Paul Klink

A little bit about me

Paul Klink

Paul Klink

A little bit about me

A variation of cost disease

5 minutes
June 13, 2024

In the long run, a society’s prosperity is dependent on productivity growth. One of the conundrums societies face in respect to this is, that as economies become more advanced, they become dominated by industries with low productivity growth. This is best seen in the growth of service industries, which mostly have low productivity growth. The following chart1 shows this domination by comparing US employment in service producing industries against employment in goods producing industries.

Goods vs service employment in US

The Baumol effect - or more colloquially, cost disease - is a theory that offers an explanation to this above phenomenon. Its main postulates are:

  1. As wages rise in high productivity industries they must also rise in low productivity industries in order for them to retain or attract workers.
  2. Over time, society will continue to consume goods and services from both industries (low productivity growth and high productivity growth). Assuming the ratio of the consumption levels between these two industry groups remains about the same, then the proportion of people employed in low productivity industries must increase. This is because less workers are needed in industries with greater productivity to produce their goods and services.

- SUPPLIED MATERIAL
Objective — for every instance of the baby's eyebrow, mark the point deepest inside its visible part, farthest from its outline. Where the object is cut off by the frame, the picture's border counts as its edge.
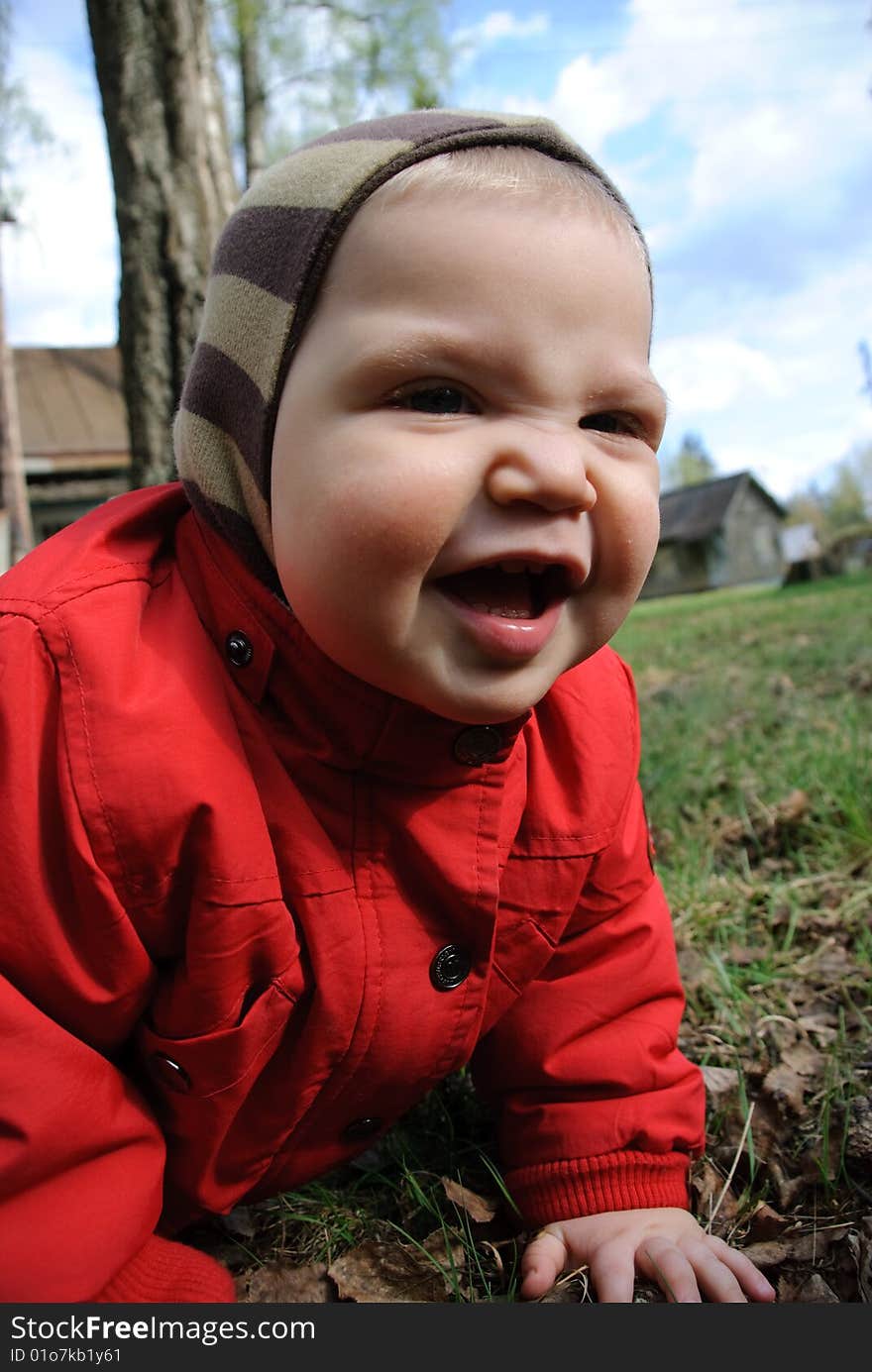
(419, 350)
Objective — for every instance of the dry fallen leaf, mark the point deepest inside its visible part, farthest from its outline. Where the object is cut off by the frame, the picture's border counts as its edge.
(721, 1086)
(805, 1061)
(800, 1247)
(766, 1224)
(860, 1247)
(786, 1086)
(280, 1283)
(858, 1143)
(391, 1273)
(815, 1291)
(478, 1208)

...

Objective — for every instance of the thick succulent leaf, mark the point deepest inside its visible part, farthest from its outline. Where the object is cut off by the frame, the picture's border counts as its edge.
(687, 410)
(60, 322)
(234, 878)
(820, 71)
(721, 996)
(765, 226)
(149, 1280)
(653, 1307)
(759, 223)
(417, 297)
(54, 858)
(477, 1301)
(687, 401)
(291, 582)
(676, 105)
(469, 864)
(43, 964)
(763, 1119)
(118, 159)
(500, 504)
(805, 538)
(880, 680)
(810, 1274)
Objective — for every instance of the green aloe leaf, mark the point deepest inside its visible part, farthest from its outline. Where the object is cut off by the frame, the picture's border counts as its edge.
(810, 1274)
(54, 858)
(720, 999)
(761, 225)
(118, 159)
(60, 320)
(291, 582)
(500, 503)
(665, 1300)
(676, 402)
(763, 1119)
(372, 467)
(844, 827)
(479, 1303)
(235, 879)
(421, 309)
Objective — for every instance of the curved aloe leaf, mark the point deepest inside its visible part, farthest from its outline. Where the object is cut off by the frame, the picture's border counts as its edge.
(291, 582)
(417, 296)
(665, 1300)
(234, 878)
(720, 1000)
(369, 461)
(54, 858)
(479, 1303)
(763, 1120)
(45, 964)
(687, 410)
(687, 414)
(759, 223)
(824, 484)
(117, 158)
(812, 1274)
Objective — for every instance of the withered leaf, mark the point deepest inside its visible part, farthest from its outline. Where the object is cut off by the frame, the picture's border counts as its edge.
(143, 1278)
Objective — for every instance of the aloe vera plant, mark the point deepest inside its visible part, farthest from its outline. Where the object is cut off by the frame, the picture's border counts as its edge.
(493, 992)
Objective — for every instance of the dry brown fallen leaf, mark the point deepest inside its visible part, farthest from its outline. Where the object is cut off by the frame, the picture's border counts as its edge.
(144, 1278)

---

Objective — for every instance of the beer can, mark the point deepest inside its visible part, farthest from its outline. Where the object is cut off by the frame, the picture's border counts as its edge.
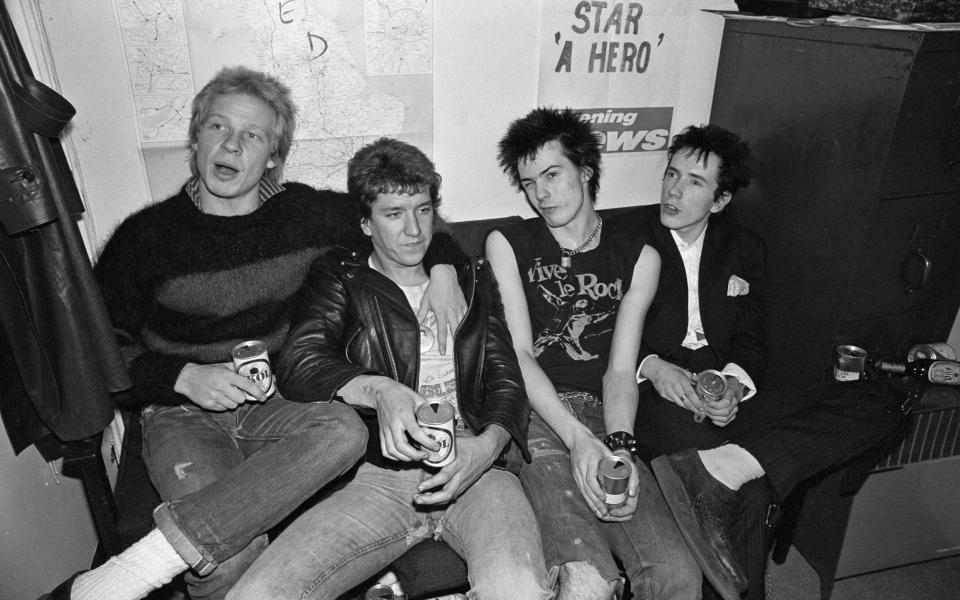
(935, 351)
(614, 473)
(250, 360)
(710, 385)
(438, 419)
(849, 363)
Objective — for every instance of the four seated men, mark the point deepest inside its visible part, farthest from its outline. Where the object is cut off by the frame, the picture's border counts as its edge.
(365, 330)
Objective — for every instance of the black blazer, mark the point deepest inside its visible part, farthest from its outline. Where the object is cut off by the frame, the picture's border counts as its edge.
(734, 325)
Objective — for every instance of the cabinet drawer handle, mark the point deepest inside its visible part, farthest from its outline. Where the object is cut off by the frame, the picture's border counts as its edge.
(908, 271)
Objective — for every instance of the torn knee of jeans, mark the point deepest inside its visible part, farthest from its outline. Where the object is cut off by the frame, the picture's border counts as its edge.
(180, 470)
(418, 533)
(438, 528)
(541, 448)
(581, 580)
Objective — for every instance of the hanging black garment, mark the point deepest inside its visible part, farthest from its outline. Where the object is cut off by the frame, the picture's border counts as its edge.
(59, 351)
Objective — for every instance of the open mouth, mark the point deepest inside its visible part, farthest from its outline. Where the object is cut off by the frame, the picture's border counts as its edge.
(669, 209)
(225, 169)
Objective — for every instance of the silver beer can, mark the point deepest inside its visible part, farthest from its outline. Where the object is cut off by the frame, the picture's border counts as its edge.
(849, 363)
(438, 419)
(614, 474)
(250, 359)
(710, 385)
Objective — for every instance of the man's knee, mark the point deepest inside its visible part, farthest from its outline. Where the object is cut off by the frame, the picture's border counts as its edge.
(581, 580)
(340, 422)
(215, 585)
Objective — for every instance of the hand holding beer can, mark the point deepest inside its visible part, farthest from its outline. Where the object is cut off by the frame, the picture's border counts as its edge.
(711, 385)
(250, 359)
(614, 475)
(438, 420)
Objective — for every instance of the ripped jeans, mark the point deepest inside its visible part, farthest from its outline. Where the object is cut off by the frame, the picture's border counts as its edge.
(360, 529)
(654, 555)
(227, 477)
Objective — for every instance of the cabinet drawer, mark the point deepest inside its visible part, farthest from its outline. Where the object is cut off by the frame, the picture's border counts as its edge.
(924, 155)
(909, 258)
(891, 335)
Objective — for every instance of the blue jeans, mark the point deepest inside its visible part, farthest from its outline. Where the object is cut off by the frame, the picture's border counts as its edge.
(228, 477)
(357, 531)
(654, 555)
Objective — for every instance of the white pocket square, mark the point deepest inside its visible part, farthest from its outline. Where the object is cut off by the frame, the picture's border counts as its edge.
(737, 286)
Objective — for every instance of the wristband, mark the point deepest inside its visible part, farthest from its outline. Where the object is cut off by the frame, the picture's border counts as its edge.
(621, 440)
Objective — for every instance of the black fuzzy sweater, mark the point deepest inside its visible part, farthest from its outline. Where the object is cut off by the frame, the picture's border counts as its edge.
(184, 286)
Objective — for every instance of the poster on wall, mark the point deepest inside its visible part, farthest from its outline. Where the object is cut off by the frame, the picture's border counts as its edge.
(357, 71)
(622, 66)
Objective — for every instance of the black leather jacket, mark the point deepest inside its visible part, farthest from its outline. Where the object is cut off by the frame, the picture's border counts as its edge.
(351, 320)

- WHAT YOU NEED TO DO
[1] List each kind of industry named in the cost disease post, one per line, in the order each kind first appears, using the post's wording for that first mention.
[2] Reproduce the stretch of the cost disease post from "1. As wages" through "goods and services." word for word.

- RESPONSES PER TASK
[1]
industries with low productivity growth
service industries
goods producing industries
high productivity industries

[2]
1. As wages rise in high productivity industries they must also rise in low productivity industries in order for them to retain or attract workers.
  2. Over time, society will continue to consume goods and services from both industries (low productivity growth and high productivity growth). Assuming the ratio of the consumption levels between these two industry groups remains about the same, then the proportion of people employed in low productivity industries must increase. This is because less workers are needed in industries with greater productivity to produce their goods and services.